▸ Task requirements: Copy the rows word for word, beginning at the line that contains "Would you mind finding the sky" and stopping after the line that contains "Would you mind finding the rocky".

[Records from a dataset]
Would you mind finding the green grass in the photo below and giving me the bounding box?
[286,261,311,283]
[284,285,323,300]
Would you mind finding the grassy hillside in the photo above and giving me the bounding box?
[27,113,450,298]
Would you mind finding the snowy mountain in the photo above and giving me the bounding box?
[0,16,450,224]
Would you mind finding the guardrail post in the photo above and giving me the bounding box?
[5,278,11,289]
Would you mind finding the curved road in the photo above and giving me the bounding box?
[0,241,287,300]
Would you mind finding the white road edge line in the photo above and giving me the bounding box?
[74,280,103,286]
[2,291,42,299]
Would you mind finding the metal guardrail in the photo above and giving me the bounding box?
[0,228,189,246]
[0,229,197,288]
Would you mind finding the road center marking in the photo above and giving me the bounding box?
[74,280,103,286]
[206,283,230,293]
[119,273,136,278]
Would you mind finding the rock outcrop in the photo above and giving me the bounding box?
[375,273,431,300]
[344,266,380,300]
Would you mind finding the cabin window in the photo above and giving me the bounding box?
---
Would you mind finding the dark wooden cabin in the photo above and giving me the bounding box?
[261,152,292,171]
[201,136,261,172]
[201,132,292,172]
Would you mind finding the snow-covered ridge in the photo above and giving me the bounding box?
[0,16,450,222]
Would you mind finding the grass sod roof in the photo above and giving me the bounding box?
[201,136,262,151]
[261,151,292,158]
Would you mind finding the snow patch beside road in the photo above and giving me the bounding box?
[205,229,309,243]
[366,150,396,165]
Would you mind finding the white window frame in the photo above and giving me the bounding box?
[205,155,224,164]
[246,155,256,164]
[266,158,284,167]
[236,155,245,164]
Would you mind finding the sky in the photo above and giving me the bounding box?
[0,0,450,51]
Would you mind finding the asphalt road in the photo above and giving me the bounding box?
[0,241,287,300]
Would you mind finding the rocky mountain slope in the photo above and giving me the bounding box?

▸ Full response:
Would you mind finding the sky in the photo above and giving me the bounding box?
[0,0,450,51]
Would you mind finding the asphalt road in the photo above and giving me the bounding box?
[0,241,287,300]
Would you mind finding the rocky mountain slope in the photo above and giving me the bounding box?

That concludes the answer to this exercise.